Your task:
Retype, word for word, every line from the one holding "Query: person's hand" through the one holding "Query: orange flower" in the entries below, both included, and only those lines.

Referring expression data
◇ ◇ ◇ ◇

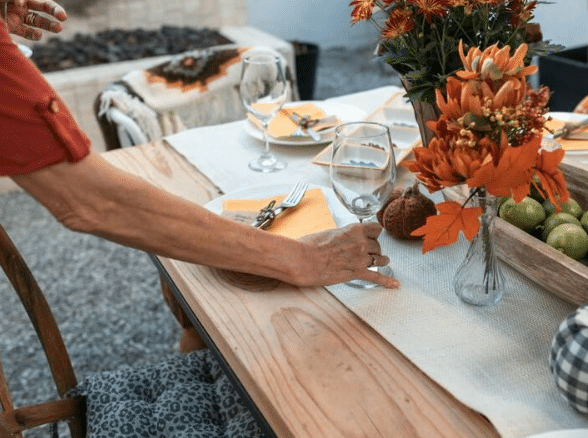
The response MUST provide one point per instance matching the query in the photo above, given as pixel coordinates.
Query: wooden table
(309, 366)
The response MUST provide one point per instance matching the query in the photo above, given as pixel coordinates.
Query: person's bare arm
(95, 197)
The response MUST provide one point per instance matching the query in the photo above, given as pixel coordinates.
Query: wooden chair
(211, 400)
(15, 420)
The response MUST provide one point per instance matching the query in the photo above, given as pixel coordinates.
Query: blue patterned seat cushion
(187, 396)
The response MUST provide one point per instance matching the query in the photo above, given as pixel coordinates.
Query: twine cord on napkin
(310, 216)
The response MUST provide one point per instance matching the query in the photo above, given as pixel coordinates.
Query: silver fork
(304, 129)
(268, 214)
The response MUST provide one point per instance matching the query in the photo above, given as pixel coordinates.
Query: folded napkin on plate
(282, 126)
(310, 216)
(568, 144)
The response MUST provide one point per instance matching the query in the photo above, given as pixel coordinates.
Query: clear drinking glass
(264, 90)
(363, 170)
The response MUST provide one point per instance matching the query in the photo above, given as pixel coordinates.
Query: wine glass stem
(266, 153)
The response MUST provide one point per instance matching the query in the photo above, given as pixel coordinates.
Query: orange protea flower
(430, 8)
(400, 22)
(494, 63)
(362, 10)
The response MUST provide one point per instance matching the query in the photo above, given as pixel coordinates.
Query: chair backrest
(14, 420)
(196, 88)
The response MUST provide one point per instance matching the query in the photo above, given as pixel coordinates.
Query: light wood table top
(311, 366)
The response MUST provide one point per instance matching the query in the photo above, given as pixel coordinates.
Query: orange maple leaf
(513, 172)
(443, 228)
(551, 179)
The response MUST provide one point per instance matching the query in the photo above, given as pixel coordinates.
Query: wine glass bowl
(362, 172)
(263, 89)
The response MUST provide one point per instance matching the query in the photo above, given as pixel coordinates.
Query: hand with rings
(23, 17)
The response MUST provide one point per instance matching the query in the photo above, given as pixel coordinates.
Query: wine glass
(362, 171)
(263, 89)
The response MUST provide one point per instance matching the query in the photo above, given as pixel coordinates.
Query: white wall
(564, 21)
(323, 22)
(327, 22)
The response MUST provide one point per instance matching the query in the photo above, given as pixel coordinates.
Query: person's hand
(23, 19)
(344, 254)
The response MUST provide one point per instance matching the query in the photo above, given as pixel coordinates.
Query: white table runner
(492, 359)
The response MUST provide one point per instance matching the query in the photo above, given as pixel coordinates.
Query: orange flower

◇ ◇ ◇ ◇

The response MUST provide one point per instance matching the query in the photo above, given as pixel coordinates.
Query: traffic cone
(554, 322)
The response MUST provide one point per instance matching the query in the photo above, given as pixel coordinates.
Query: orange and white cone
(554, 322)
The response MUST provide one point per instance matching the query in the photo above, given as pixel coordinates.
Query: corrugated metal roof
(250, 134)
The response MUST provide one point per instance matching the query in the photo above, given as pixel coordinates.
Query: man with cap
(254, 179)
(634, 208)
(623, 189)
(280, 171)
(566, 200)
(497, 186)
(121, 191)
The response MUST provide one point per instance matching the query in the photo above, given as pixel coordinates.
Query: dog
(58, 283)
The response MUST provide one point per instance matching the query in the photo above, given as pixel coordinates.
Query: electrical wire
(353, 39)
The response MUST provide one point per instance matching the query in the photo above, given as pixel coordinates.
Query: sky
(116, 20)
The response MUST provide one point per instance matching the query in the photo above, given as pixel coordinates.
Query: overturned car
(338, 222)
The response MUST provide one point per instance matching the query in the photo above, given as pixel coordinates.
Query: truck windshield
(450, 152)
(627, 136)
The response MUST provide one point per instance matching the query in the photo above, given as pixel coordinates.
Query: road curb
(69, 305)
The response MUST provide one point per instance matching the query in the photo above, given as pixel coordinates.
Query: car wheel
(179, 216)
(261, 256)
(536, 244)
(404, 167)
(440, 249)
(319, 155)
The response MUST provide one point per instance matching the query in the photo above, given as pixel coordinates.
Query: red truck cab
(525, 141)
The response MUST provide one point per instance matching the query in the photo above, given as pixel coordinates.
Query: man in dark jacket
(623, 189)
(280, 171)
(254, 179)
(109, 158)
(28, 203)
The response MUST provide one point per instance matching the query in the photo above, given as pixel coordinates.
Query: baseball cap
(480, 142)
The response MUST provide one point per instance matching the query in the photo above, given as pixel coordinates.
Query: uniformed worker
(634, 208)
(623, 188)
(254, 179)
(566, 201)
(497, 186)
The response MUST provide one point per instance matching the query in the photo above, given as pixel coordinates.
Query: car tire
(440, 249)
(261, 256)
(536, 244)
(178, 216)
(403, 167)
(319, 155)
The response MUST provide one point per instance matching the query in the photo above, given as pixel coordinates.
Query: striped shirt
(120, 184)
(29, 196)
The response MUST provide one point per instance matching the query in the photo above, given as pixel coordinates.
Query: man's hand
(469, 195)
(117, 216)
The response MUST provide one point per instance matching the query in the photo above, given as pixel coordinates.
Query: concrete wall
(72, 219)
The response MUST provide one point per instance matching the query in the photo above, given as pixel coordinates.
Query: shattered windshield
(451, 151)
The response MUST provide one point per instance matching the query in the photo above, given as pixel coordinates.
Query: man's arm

◇ ◇ ◇ ◇

Exercise solution:
Query: person's hand
(23, 19)
(344, 254)
The response MUST provide one point per instance matching the query in the photo above, given as pixel coordinates.
Query: white table runner
(492, 359)
The response MUST provide one point per instance matching the query in the photo above, given as pixel coordinates.
Query: orange flower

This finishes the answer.